### Task brief
Print the entries verbatim, leaving out the images they contain.

── Record excerpts ──

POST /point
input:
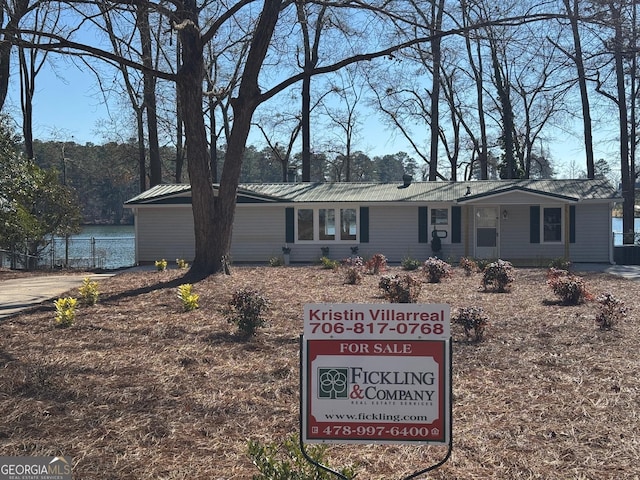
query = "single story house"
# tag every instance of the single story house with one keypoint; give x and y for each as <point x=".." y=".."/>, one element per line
<point x="527" y="222"/>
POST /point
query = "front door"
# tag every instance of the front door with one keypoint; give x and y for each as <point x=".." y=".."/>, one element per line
<point x="486" y="232"/>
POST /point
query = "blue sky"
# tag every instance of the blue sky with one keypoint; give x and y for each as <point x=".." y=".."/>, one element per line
<point x="67" y="109"/>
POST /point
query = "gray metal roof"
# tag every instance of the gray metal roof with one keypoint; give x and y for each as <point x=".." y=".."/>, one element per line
<point x="445" y="192"/>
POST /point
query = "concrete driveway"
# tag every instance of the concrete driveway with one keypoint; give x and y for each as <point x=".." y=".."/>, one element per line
<point x="17" y="294"/>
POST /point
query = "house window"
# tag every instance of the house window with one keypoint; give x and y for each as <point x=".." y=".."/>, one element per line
<point x="439" y="216"/>
<point x="552" y="224"/>
<point x="305" y="224"/>
<point x="327" y="224"/>
<point x="348" y="225"/>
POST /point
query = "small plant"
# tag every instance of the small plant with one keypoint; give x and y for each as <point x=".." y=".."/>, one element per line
<point x="161" y="265"/>
<point x="570" y="288"/>
<point x="89" y="291"/>
<point x="410" y="264"/>
<point x="376" y="264"/>
<point x="498" y="276"/>
<point x="610" y="311"/>
<point x="469" y="266"/>
<point x="245" y="310"/>
<point x="276" y="261"/>
<point x="188" y="298"/>
<point x="473" y="320"/>
<point x="182" y="264"/>
<point x="353" y="270"/>
<point x="286" y="462"/>
<point x="560" y="264"/>
<point x="65" y="311"/>
<point x="397" y="289"/>
<point x="436" y="269"/>
<point x="329" y="264"/>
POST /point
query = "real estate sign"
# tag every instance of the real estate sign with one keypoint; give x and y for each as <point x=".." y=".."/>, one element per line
<point x="376" y="373"/>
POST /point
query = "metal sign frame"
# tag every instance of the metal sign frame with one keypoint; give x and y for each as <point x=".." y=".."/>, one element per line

───

### Response
POST /point
input:
query = "single story house"
# tag every instance of the single story house with one keypoint; give x and y for each as <point x=".." y=".."/>, one element per line
<point x="527" y="222"/>
POST /point
query = "front door"
# tag every instance of the front door with one keypoint; give x and y for each as <point x=".." y=".."/>, one element per line
<point x="486" y="232"/>
POST /point
query = "blue sky"
# tag every instance of the blue sky with one keypoint; give x and y for each as <point x=".." y=".."/>, one element per line
<point x="67" y="109"/>
POST /point
query = "gray metal roof"
# tag every instance of the gray metal roof with one keypoint; give x and y for each as <point x=".." y=".."/>, one element per line
<point x="445" y="192"/>
POST /point
query = "concrete driveway"
# tag every instance of the concrete driveway with one keypoint; give x and y for each as <point x=".." y=".."/>, one element per line
<point x="17" y="294"/>
POST /point
query = "house window"
# tag every instance of the house window with one keypoint; give x and y for each as <point x=".." y=".."/>, one element per line
<point x="439" y="216"/>
<point x="552" y="224"/>
<point x="305" y="224"/>
<point x="327" y="224"/>
<point x="348" y="225"/>
POST /point
query = "small plant"
# tag every instance of the small plant with one keypoint; give x and y for each as <point x=".." y=".."/>, one element per line
<point x="161" y="265"/>
<point x="570" y="288"/>
<point x="89" y="291"/>
<point x="410" y="264"/>
<point x="376" y="264"/>
<point x="498" y="276"/>
<point x="610" y="311"/>
<point x="469" y="266"/>
<point x="245" y="310"/>
<point x="276" y="261"/>
<point x="188" y="298"/>
<point x="473" y="320"/>
<point x="182" y="264"/>
<point x="353" y="270"/>
<point x="286" y="462"/>
<point x="560" y="264"/>
<point x="65" y="311"/>
<point x="397" y="289"/>
<point x="436" y="269"/>
<point x="329" y="264"/>
POST /point
query = "real estate sign"
# tag every instance of the real estate sign with one keypoint; give x and y for each as <point x=".." y=".."/>, one element per line
<point x="376" y="373"/>
POST /point
query = "metal sign frame"
# tag every instance of the metal sign frame with one keypoint; give x and y for each as <point x=".." y=".."/>, one element per line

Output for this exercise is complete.